Records for the exercise
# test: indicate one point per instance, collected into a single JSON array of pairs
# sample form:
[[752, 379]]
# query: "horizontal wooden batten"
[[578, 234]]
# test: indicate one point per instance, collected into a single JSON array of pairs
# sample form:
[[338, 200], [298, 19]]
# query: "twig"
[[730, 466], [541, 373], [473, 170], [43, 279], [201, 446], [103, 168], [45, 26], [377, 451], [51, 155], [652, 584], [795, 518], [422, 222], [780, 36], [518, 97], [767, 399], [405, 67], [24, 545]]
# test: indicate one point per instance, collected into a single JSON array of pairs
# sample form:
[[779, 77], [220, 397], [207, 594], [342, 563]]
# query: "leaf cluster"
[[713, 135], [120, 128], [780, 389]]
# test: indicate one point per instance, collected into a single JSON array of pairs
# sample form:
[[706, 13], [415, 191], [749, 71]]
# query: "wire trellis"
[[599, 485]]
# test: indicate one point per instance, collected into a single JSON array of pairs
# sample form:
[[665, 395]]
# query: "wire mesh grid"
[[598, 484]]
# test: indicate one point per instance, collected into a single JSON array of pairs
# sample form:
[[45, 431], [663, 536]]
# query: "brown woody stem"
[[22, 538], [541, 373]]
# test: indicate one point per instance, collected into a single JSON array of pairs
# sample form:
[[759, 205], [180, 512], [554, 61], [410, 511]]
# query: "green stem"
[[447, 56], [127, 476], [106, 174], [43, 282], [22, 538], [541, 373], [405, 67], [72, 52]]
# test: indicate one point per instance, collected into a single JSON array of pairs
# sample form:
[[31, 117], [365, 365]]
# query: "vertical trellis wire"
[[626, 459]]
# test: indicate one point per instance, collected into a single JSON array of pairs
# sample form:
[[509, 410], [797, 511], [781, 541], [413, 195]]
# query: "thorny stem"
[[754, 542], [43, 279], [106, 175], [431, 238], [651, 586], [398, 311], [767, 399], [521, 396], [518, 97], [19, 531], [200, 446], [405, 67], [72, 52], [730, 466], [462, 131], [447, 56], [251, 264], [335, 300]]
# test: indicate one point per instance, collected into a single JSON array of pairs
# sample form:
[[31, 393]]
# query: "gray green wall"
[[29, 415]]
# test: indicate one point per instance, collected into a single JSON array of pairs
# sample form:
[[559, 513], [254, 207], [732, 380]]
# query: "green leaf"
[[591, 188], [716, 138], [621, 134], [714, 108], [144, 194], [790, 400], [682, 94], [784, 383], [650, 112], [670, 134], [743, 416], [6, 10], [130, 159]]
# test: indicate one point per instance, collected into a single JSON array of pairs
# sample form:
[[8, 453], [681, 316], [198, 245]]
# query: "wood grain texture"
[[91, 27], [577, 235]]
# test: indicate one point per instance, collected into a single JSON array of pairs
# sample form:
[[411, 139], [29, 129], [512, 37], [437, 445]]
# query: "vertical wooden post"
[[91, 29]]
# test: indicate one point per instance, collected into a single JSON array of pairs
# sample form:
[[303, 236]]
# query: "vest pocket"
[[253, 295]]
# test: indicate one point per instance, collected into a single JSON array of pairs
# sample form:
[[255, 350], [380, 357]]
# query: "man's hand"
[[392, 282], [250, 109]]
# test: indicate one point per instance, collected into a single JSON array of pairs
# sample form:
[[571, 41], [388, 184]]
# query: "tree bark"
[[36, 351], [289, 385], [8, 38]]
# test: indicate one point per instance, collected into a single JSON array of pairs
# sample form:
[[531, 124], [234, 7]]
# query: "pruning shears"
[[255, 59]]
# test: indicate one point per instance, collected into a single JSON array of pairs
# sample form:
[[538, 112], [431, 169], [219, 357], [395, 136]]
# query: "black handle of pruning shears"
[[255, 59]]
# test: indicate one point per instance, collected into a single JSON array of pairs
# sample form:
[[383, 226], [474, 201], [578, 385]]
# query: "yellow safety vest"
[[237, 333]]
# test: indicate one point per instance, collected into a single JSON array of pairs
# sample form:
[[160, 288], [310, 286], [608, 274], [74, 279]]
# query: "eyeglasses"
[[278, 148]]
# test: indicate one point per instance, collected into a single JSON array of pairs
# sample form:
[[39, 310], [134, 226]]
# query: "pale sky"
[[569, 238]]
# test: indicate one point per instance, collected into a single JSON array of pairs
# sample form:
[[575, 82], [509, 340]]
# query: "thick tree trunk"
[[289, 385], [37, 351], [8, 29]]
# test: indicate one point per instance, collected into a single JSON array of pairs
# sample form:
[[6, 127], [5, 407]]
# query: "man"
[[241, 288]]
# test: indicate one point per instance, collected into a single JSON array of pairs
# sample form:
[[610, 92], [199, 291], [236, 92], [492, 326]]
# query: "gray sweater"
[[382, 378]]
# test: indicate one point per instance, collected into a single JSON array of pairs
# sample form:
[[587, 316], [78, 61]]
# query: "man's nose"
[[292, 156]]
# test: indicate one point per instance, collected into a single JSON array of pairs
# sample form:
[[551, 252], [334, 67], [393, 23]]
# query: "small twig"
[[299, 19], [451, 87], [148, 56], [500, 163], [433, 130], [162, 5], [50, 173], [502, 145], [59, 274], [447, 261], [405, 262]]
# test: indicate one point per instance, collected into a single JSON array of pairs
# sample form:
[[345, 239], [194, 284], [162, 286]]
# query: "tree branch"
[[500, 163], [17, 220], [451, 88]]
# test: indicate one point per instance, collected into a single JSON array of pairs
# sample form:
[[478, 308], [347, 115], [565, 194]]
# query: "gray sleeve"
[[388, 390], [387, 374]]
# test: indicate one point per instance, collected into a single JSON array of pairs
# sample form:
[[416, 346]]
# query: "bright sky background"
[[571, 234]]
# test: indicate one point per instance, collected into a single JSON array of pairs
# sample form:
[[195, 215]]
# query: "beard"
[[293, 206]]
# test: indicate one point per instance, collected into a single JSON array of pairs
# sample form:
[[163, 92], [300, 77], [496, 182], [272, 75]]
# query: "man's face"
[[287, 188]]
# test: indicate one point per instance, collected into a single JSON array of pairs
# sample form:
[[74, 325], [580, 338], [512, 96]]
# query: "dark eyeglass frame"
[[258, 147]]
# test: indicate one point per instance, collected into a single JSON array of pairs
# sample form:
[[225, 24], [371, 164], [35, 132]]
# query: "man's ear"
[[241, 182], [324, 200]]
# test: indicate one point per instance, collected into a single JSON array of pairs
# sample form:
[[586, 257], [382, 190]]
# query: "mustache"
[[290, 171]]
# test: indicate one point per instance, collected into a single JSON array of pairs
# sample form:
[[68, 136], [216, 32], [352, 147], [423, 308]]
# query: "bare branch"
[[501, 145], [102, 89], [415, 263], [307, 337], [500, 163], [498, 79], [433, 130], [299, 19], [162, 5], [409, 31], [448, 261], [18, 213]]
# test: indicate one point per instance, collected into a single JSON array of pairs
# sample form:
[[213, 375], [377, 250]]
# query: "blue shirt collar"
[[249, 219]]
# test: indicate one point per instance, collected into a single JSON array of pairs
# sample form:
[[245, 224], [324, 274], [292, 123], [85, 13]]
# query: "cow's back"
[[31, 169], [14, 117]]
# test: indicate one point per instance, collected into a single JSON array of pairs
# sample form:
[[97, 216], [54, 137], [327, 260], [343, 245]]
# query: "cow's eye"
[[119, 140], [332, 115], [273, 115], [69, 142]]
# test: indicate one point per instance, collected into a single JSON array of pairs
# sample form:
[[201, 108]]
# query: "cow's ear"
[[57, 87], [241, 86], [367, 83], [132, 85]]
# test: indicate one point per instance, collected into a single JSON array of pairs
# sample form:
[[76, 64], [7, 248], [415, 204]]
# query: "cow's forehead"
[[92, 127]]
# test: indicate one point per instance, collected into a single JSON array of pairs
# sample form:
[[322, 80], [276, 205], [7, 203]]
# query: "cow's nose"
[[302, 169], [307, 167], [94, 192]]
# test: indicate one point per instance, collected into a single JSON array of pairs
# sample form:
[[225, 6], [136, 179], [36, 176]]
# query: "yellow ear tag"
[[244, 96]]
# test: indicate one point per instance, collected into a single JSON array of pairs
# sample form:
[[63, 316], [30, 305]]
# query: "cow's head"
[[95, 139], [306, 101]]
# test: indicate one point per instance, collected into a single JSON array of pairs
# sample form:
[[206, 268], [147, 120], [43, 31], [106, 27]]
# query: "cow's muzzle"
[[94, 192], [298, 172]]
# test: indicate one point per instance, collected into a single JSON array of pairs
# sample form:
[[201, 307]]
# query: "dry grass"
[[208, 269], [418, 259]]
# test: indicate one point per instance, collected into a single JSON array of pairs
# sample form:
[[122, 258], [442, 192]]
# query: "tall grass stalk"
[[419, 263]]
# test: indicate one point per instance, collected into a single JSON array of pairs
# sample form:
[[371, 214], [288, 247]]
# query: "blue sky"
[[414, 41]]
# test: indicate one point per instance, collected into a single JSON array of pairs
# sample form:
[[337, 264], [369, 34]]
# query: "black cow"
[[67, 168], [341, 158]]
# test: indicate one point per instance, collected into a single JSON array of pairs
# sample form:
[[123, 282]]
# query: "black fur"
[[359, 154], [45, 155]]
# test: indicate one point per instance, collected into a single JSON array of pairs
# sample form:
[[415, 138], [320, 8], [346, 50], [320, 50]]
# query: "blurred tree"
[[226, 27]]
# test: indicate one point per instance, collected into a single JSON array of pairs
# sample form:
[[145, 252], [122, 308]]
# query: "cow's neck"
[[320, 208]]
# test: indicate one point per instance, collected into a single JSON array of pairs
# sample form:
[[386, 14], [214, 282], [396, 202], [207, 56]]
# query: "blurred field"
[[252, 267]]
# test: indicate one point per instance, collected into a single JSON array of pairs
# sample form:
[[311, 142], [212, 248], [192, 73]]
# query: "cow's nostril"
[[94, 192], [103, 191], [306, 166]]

Given instruction
Set down the lines above with no changes, starting at the first line and ending after the line that contains "[[598, 484]]".

Complete response
# test: indicate one point per instance, collected into a single JSON array of pairs
# sample form:
[[752, 379]]
# query: "horizontal wooden batten"
[[578, 234]]
# test: indicate one point per instance, collected into a single JSON array of pairs
# sample form:
[[338, 200], [298, 19]]
# query: "twig"
[[730, 466], [541, 373], [473, 170], [43, 279], [201, 446], [103, 168], [45, 26], [377, 451], [51, 155], [652, 584], [795, 518], [422, 222], [780, 36], [518, 97], [767, 399], [405, 67], [24, 545]]
# test: indicate one point per instance, collected into a single JSON array of pairs
# sample form:
[[779, 77], [220, 397], [207, 594], [342, 563]]
# query: "leaf cluster"
[[713, 135], [120, 128], [780, 389]]
# test: indicate one point per instance, collected into a single JSON array of pairs
# sample form:
[[706, 13], [415, 191], [749, 71]]
# query: "wire trellis"
[[599, 485]]
# test: indicate one point per instance, collected into a single JSON array of pairs
# sample form:
[[665, 395]]
# query: "wire mesh grid"
[[598, 484]]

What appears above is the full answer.